OBJECTIF 1:
Répondez à ces questions sur l'extrait consacré à la Monarchie :
(a) En 1914, que répondait-on à la question de ce qui changerait si la République était remplacée par la Monarchie ?
(b) Quelles sont les deux forces que comporte le principe de la Monarchie nationale ?
(c) Sous quel régime l'extrait juge-t-il cela impossible ?

Qu'y aurait-il de changé si demain la République était remplacée par la Monarchie ?

En 1914, on répondait trop modestement qu'il n'y aurait en France qu'un Français de plus. En 1922, la force des choses, la nécessité publique, la prudence même obligeraient vraisemblablement le Prince à déclarer qu'il y aurait en outre un principe de plus. Précisons : ce principe, convenablement appliqué, pourrait tout rétablir et renouveler.

Le principe de la Monarchie nationale comporte en effet les deux plus fécondes forces de la vie politique essentielle, particulièrement nécessaires dans le monde moderne : l'unité de commandement et le respect profond de la variété et de l'originalité des énergies ainsi commandées. Disons pour être net : autorité puissante et décentralisation généreuse.

Cela n'est pas possible sous le régime des partis. La preuve en est faite. Mais, voyons comment pourrait s'y prendre la Monarchie pour poser, raisonner, traiter et résoudre ces mêmes problèmes que sa rivale indigne a laissés pendants. Accordez à la monarchie d'être elle-même, d'avoir comme elle l'a, le sentiment de la tradition et l'obsession de l'avenir : vous lui accordez tout le reste.

OBJECTIF 2: Renvoyez chaque ligne des entrées qui contient la chaîne "motorcycle", en tenant compte de la casse.

ENTRÉES:
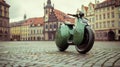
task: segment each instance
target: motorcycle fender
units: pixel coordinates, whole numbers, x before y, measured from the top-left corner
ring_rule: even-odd
[[[82,23],[81,19],[76,22],[73,33],[73,42],[75,45],[80,45],[82,43],[84,38],[85,26],[86,24]]]
[[[56,32],[56,43],[58,44],[58,45],[61,45],[61,43],[63,44],[63,43],[66,43],[66,41],[68,40],[68,38],[69,38],[69,36],[70,36],[70,33],[69,33],[69,28],[68,28],[68,26],[67,25],[65,25],[65,24],[62,24],[59,28],[58,28],[58,30],[57,30],[57,32]]]

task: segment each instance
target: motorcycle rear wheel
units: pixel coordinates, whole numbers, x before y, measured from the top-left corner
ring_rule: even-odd
[[[91,50],[94,44],[94,33],[89,26],[86,26],[83,42],[79,45],[75,45],[76,50],[79,53],[86,54]]]

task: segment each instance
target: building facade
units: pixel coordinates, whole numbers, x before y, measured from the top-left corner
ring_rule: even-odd
[[[120,0],[105,0],[95,7],[96,40],[120,40]]]
[[[10,23],[10,40],[21,40],[22,23],[24,23],[24,21]]]
[[[95,31],[95,40],[120,40],[120,0],[90,3],[81,9]]]
[[[28,40],[31,41],[41,41],[44,40],[43,35],[43,17],[33,18],[29,27]]]
[[[47,0],[47,4],[44,4],[44,40],[54,40],[57,28],[65,21],[74,22],[74,18],[70,18],[62,11],[54,9],[51,0]]]
[[[0,41],[10,40],[9,5],[0,0]]]

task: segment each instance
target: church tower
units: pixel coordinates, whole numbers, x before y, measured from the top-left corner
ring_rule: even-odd
[[[47,4],[44,3],[44,40],[55,39],[57,21],[54,5],[51,5],[51,0],[47,0]]]
[[[47,5],[44,4],[44,20],[47,22],[49,20],[50,13],[54,10],[54,7],[51,5],[51,0],[47,0]]]

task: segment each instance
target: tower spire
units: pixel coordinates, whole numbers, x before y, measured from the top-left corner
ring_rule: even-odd
[[[27,16],[26,16],[26,14],[24,14],[24,20],[26,20],[26,18],[27,18]]]

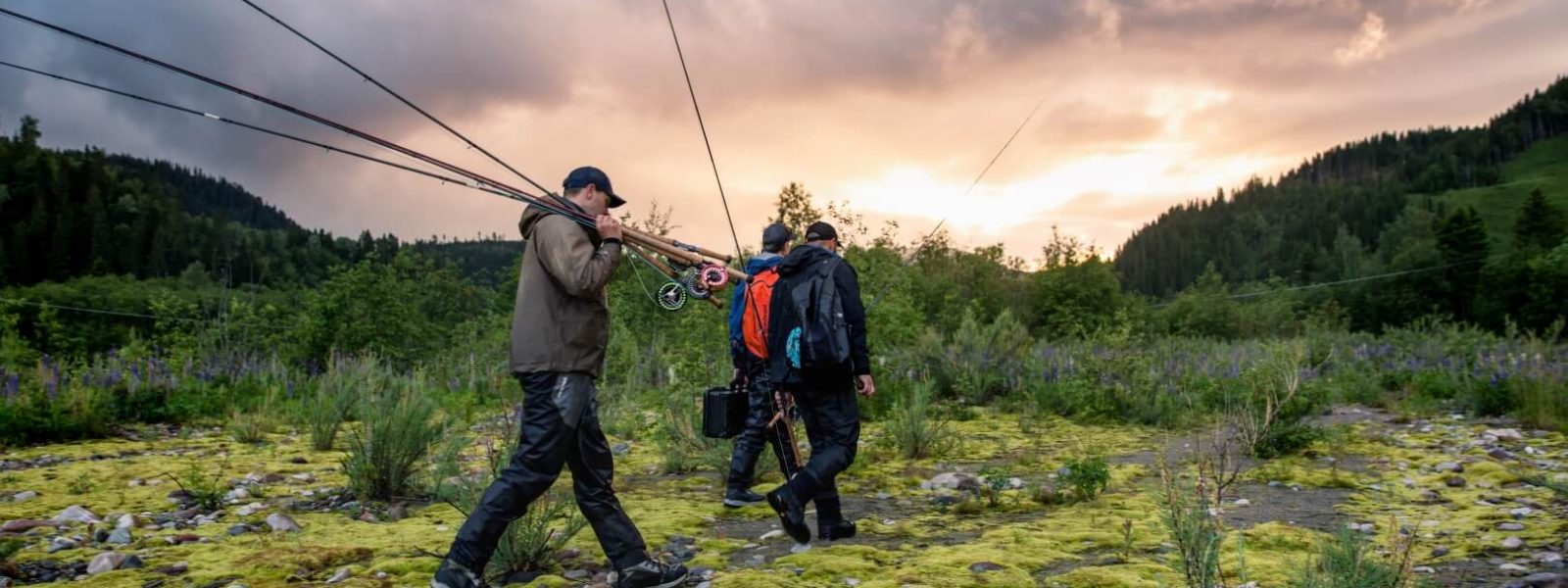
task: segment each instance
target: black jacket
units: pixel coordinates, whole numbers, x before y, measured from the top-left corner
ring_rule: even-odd
[[[775,383],[800,383],[800,370],[789,362],[784,343],[789,332],[800,326],[800,317],[790,309],[790,292],[801,284],[809,270],[820,263],[831,263],[839,256],[815,245],[798,245],[790,249],[784,262],[779,263],[779,281],[773,285],[773,301],[768,310],[768,362]],[[872,373],[870,353],[866,347],[866,304],[861,303],[861,282],[850,262],[842,262],[833,273],[833,284],[839,289],[839,299],[844,303],[844,321],[850,329],[850,364],[844,365],[850,375]]]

RÉSULTAT ATTENDU 1:
(a) On répondait qu'il n'y aurait en France qu'un Français de plus.
(b) L'unité de commandement et le respect profond de la variété et de l'originalité des énergies ainsi commandées, c'est-à-dire une autorité puissante et une décentralisation généreuse.
(c) Sous le régime des partis.

RÉSULTAT ATTENDU 2:
target: motorcycle fender
target: motorcycle rear wheel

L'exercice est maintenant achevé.